*** PASSAGE TO READ ***

Median MatSurv example

Quartile

Quartile MatSurv example

Two cut points

Two Cut points MatSurv example

Unit Test

A test script for MatSurv can be found in the UnitTest directory.

List of all input options

  • NoPlot: A true/false value which, if true, no figure is created (default: false)

  • NoRiskTable: A true/false value which, if true, no risk table is included in the KM plot. (default: false)

  • CutPoint: Either a string or scalar/vector with cut points to be used for defining groups based on a continuous GroupVar input variable Allowed names are: 'Median', 'Quartile', 'QuartileAll' or 'Tertile' If a scalar or vector is given, the groups will be defined based on the cut points. (default: 'Median')

  • GroupsToUse: Cell array defining what groups to use from the GroupVar variable. Groups can be merged using a multilevel cell structure, for example: {{'Group 1+2','Group1','Group2'},'Group3','Group4'} Group 1 & 2 will be merged and called Group 1+2 (default: all groups are used)

  • GroupOrder: A cell array or vector defining the group order to be used in the legend. The vector needs to have the same number of elements as groups while the cell array does not have that requirement. (default: Groups are sorthed by GroupsToUse if defined, else alphabetically)

  • EventDefinition: Two element cell array where the first cell defines the event and the second defines censored values. Example {'Dead,'Alive'}

  • TimeMin: Scalar defining minimum valid time point. Subjects with time values below this will be removed. (default: 0)

  • MinNumSamples: Scalar defining minimum number of samples for a Group Groups with less samples will be removed. (default: 2)

  • TimeMax: Scalar value defining right censoring time. Subjects with TimeVar > TimeMax will be set to TimeMax and considered as censored. (default: [])

  • LogRankTrend: A true/false for performing a log rank test for trend requires equally spaced ordered groups (default: false)

  • PairWiseP: A true/false value for calculating pairwise log-rank test between group pairs; useful if there are more than two groups. (default: false)

*** End of PASSAGE TO READ ***
*** EXTRACTED RECORDS ***

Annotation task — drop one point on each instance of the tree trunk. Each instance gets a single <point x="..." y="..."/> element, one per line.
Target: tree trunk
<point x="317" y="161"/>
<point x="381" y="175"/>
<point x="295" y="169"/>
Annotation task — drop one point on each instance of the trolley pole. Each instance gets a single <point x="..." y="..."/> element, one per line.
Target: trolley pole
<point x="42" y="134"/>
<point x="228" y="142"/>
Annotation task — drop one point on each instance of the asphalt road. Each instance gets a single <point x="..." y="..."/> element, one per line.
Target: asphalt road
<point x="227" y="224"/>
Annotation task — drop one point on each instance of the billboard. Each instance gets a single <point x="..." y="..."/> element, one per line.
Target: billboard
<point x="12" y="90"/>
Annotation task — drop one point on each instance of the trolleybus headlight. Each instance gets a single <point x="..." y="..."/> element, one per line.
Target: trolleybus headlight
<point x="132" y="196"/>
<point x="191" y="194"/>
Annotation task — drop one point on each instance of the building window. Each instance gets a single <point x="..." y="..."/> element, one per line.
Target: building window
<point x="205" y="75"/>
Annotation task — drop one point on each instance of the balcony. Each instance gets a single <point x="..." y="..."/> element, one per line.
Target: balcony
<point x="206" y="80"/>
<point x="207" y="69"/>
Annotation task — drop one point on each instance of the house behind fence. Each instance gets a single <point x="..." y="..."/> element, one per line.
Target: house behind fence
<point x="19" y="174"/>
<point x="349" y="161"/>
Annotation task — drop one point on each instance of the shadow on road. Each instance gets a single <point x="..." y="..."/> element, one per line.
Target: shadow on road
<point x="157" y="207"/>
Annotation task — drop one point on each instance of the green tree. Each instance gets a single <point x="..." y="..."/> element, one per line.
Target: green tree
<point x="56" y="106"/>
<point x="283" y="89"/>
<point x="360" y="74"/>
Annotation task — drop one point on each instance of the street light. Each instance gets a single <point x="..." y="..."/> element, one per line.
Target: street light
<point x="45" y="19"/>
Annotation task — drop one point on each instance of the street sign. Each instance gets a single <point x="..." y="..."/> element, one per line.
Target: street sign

*** End of EXTRACTED RECORDS ***

> **PROBLEM A**:
Rewrite the paragraph of the MatSurv text that begins "CutPoint: Either a string" as a short list that keeps its main facts.
> **PROBLEM B**:
Output the MatSurv text between "Two Cut points MatSurv" and "plot. (default: false)", inclusive, copied word for word.

> **SOLUTION A**:
- CutPoint is either a string or a scalar/vector of cut points that defines groups from a continuous GroupVar input variable.
- Allowed names are 'Median', 'Quartile', 'QuartileAll' and 'Tertile'.
- A scalar or vector defines the groups by those cut points.
- Default: 'Median'.

> **SOLUTION B**:
Two Cut points MatSurv example

Unit Test

A test script for MatSurv can be found in the UnitTest directory.

List of all input options

  • NoPlot: A true/false value which, if true, no figure is created (default: false)

  • NoRiskTable: A true/false value which, if true, no risk table is included in the KM plot. (default: false)